> Text

§

In August of this year, Ohio experienced its largest outbreak of Legionnaires’ disease when five people were killed and 39 others became sick at a retirement community in Reynoldsburg. Victims of the outbreak at Wesley Ridge Retirement Community ranged in age from 63 to 99, according to the Associated Press.
Here are five things to know about Legionnaires’ disease and Legionella bacteria:
Legionnaires’ disease is a severe form of pneumonia and is caused by a bacterium called Legionella. It is a serious and life threatening disease that affects between 8,000 and 18,000 people in the U.S. every year, according to the U.S. Centers for Disease Control and Prevention, or CDC. People with Legionnaires’ disease will have pneumonia.
The bacteria responsible for the disease are found naturally in the environment and thrive in warm water.
Symptoms of Legionnaires’ disease include chills, high fever, coughing, muscle aches and headaches. Symptoms usually occur between two and 14 days after exposure. Because symptoms of Legionnaires’ disease are similar to those of pneumonia, the disease is often hard to diagnose at first.
Exposure to Legionnaires’ occurs when people inhale mist or water vapor contaminated with Legionella bacteria. Legionella bacteria grow best in warm water. Decorative fountains, hot tubs, cooling towers and hot water tanks are all places where the bacteria can thrive.
Legionnaires’ is not spread from person to person.
Most people exposed to Legionnaires’ disease don’t become sick. According to the CDC, just because someone in your workplace or residence was diagnosed with Legionnaires’ disease, doesn’t mean you’ve been exposed.
Those most at risk of contracting Legionnaires’ disease are people older than 50, smokers, those with a chronic lung disease and those with a weak immune system, according to Medline Plus.
Legionnaires’ is treated with antibiotics. Most treatments of Legionnaires’ are successful. Hospitalization is usually required, however. Possible complications include lung failure, and death occurs in 5 to 30 percent of cases.

§

> What needs to be done
Answer from the text on Legionnaires' disease:
(a) How many people were killed in the August outbreak at Wesley Ridge Retirement Community?
(b) Within how many days after exposure do symptoms usually appear?
(c) What are the disease's patients treated with?
The entries that follow are not needed for anything here.

> Excerpted data
§

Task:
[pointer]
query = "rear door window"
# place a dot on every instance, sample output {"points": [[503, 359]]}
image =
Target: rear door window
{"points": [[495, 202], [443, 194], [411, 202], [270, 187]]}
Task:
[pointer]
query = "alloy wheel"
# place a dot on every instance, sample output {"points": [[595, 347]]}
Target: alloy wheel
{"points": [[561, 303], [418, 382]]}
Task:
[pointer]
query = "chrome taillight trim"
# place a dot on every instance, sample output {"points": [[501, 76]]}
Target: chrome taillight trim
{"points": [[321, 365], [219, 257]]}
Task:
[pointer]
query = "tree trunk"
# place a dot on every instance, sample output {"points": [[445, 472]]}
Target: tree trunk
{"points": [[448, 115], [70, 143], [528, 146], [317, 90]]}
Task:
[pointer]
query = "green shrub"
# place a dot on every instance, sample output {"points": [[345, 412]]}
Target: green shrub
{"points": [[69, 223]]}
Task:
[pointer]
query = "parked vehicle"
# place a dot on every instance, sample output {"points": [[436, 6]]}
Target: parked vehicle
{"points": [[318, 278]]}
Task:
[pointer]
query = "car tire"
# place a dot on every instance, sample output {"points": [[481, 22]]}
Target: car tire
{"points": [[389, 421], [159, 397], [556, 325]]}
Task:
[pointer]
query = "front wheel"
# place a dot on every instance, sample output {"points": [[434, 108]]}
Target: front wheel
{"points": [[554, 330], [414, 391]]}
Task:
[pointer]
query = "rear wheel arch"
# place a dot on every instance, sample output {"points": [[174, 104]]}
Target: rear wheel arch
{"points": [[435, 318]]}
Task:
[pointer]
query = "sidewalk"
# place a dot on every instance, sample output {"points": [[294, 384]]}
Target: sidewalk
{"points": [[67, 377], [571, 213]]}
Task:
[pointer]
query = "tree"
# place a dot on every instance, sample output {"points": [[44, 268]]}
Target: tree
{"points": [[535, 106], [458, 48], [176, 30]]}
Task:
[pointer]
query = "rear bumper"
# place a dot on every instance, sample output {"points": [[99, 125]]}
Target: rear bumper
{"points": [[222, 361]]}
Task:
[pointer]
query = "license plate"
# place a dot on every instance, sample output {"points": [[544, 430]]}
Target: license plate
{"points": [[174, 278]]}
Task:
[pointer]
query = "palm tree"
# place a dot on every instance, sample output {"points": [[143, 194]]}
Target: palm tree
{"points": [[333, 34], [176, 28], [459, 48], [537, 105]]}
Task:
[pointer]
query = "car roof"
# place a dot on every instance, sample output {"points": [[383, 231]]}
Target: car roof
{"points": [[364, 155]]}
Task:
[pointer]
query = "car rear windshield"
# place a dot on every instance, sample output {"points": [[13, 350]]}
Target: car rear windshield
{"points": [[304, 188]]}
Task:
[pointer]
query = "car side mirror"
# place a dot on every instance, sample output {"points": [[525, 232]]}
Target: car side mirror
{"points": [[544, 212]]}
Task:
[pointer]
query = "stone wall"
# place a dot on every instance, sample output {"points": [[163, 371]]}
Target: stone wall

§

> Worked solution
(a) Five
(b) Between two and 14 days
(c) Antibiotics